- WHAT TO DO:
Nothing should be left out: output all of the entries exactly.

>>>

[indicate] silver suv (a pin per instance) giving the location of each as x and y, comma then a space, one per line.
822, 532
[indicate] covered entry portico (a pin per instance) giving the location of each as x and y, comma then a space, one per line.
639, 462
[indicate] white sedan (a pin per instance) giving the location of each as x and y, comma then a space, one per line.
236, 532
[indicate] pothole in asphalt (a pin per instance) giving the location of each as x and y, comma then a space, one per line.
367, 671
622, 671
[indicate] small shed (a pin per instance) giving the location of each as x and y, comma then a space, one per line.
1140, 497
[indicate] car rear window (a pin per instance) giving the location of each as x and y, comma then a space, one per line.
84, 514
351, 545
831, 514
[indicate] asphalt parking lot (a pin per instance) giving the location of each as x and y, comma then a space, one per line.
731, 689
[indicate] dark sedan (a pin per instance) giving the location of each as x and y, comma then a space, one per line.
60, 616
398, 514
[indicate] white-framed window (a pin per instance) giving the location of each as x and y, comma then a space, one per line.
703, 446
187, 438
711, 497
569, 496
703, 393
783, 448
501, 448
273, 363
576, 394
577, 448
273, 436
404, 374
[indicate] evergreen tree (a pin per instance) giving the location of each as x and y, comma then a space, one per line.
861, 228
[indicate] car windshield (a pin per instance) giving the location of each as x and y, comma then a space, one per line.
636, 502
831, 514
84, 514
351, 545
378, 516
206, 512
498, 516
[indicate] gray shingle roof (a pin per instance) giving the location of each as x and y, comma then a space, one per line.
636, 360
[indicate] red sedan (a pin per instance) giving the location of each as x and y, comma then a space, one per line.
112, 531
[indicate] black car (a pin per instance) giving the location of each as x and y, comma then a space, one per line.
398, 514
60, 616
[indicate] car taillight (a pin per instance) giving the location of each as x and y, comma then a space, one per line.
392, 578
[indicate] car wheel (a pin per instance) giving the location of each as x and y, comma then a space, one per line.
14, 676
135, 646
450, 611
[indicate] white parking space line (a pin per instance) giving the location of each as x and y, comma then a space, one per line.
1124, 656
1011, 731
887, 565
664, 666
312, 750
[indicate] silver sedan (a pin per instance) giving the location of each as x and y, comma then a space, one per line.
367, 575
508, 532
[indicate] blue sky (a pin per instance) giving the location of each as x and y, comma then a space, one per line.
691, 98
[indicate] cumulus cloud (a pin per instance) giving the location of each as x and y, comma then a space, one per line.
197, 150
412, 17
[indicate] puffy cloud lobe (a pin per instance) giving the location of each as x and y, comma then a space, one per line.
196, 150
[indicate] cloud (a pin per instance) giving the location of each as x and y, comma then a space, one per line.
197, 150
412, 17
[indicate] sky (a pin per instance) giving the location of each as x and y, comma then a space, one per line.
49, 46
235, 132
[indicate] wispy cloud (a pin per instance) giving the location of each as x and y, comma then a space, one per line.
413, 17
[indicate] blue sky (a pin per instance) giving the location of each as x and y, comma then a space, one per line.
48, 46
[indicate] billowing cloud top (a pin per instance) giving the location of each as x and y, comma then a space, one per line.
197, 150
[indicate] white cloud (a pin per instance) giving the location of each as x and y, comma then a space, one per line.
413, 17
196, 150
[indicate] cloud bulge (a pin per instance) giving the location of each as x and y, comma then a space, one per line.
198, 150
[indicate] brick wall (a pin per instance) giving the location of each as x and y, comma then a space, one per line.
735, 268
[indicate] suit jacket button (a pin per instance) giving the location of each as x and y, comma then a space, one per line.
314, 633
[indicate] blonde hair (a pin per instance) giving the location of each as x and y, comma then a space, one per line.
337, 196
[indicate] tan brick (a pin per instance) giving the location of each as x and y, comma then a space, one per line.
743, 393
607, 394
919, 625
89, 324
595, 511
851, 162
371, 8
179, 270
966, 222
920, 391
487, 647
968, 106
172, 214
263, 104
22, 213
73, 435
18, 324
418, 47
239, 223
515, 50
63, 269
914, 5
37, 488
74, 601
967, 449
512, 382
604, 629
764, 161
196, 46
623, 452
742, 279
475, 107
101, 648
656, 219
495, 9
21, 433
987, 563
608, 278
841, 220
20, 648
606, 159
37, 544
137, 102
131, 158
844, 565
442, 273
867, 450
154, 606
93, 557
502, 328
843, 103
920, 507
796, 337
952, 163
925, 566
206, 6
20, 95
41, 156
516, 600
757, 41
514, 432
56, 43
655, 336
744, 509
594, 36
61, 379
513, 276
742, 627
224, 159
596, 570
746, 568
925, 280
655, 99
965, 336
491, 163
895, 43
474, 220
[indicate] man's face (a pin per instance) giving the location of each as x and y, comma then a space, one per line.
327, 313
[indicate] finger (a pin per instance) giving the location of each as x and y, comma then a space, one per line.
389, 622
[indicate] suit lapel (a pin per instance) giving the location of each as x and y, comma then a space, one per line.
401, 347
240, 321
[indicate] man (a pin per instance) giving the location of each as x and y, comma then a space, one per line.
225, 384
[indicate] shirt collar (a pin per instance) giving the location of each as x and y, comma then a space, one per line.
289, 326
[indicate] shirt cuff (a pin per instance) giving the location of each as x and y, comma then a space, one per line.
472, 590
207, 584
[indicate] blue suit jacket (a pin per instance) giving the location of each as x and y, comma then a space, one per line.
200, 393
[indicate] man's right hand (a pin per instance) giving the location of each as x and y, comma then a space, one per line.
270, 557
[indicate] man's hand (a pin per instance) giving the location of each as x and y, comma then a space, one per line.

<<<

- CORRECT RESULT:
[indicate] silver suv (a pin per instance) giving the location of each as x and y, comma then a space, one per line.
822, 532
[indicate] covered entry portico (a pin per instance) giving the location of each as x and y, comma then a space, one per line.
639, 462
[indicate] white sedan (a pin per instance) giving the location of each as x and y, comma then a space, one per line.
236, 532
[indicate] pothole in asphalt (a pin per instance) giving the location of each as x and y, comma then a space, one per line.
367, 671
622, 671
[indicate] small shed (a pin per instance) giving the location of each as x and y, comma then a space, one per line.
1140, 497
[indicate] car rear window (a pin per instance) giving the location of each as x and y, comma then a space, one per line.
84, 514
351, 545
831, 514
[indicate] asphalt parking lot (a pin per instance) giving the location of each as x and y, comma then a space, one per line.
731, 689
[indicate] dark sedan (a pin per instance) giving the location of each as x and y, comma then a space, one per line.
60, 616
398, 514
[indicate] white-framed window (a pin per instance) giving the location of each as x and y, comma then a space, one per line.
703, 446
187, 438
711, 497
569, 496
703, 393
783, 448
501, 448
273, 363
576, 394
577, 448
273, 436
404, 374
[indicate] evergreen tree (a pin per instance) giving the location of each as x and y, comma then a space, one per line.
861, 228
[indicate] car windshield (a pin per instance) giving the location of each as x and y, comma then a space, one per line.
636, 502
831, 514
84, 514
351, 545
378, 516
206, 512
498, 516
[indicate] gray shingle roof (a pin per instance) giving the location of each as x and y, comma then a space, one per line.
636, 360
[indicate] red sedan (a pin per instance) giving the location of each as x and y, comma then a space, one per line.
112, 531
[indicate] black car (a pin per instance) giving the location of each as x and y, comma then a space, one per line.
398, 514
60, 616
[indicate] car taillight (a pin per instance) giving the location of each as x and y, comma then a space, one per line.
392, 578
[indicate] car wheel (a pin per instance) giving the location of each as x and y, comma then a space, one per line.
14, 676
135, 646
450, 611
[indicate] white parking space line (a pin per instance) giving the location of each as x and y, comma then a space, one per line.
1124, 656
1011, 731
887, 565
664, 666
312, 750
[indicate] silver sedan (a pin per instance) giving the location of each as x and y, comma then a space, one per line.
367, 575
508, 532
[indicate] blue sky (a pin per instance) giving the location of each as x and y, comma then a space, one per line.
691, 98
[indicate] cumulus cloud (a pin per instance) giving the location of each as x and y, comma then a space, one per line.
197, 150
412, 17
[indicate] puffy cloud lobe (a pin per instance) giving the location of each as x and y, comma then a space, one per line.
196, 150
[indicate] cloud (a pin per instance) giving the location of each as x and y, comma then a space, one per line.
197, 150
412, 17
[indicate] sky (a pin per instance) giving the location of each as x and y, comma then a space, one per line.
49, 46
235, 132
[indicate] wispy cloud (a pin per instance) giving the location of each as x and y, comma then a space, one per line.
413, 17
[indicate] blue sky (a pin per instance) giving the location of each as x and y, comma then a space, one per line.
48, 46
[indicate] billowing cloud top (a pin per instance) giving the location of each as x and y, comma then a space, one per line.
197, 150
[indicate] white cloud (a pin per instance) giving the location of each as x and y, comma then a space, one per line.
413, 17
196, 150
[indicate] cloud bulge (a pin per instance) giving the location of each as x and y, comma then a space, one per line.
198, 150
[indicate] brick wall (a pin per instance) giving the location of each as x and y, comma then a space, one per line.
735, 268
[indicate] suit jacket button (a pin per instance) giving the location of each as x and y, comma then a space, one per line.
314, 633
[indicate] blonde hair (a pin per instance) giving the location of each as x and y, comma then a space, one per line.
337, 196
[indicate] tan brick (a pin per instance) giving the location of each as x and y, comma then a space, one per line.
743, 393
607, 394
919, 625
89, 324
595, 511
851, 162
371, 8
179, 270
966, 222
920, 391
487, 647
968, 106
172, 214
263, 104
22, 213
73, 435
18, 324
418, 47
239, 223
515, 50
63, 269
914, 5
37, 488
74, 601
967, 449
512, 382
604, 629
764, 161
196, 46
623, 452
742, 279
475, 107
101, 648
656, 219
495, 9
21, 433
987, 563
608, 278
841, 220
20, 648
606, 159
37, 544
137, 102
131, 158
844, 565
442, 273
867, 450
154, 606
93, 557
502, 328
843, 103
920, 507
796, 337
952, 163
925, 566
206, 6
20, 95
41, 156
516, 600
757, 41
514, 432
56, 43
655, 336
744, 509
594, 36
61, 379
513, 276
742, 627
224, 159
596, 570
746, 568
925, 280
655, 99
965, 336
491, 163
895, 43
474, 220
[indicate] man's face (a pin per instance) giving the location of each as x and y, comma then a space, one per line.
327, 313
[indicate] finger (a pin per instance) giving the location of each as x and y, comma then a space, one per line.
389, 622
[indicate] suit lapel (a pin per instance) giving the location of each as x and y, comma then a space, one per line.
401, 347
240, 321
[indicate] man (a pin per instance) giving the location of each as x and y, comma then a space, one per line.
225, 384
[indicate] shirt collar (a pin per instance) giving the location of each as x and y, comma then a space, one per line.
289, 326
[indicate] shirt cuff (a pin per instance) giving the location of each as x and y, comma then a space, one per line.
472, 590
207, 584
[indicate] blue suit jacket (a pin per instance) giving the location of each as x and y, comma then a space, one per line.
200, 393
[indicate] man's right hand (a pin per instance) giving the location of each as x and y, comma then a space, one per line.
270, 557
[indicate] man's hand (a pin per instance) giving the location of each as x and y, comma then a space, one per line.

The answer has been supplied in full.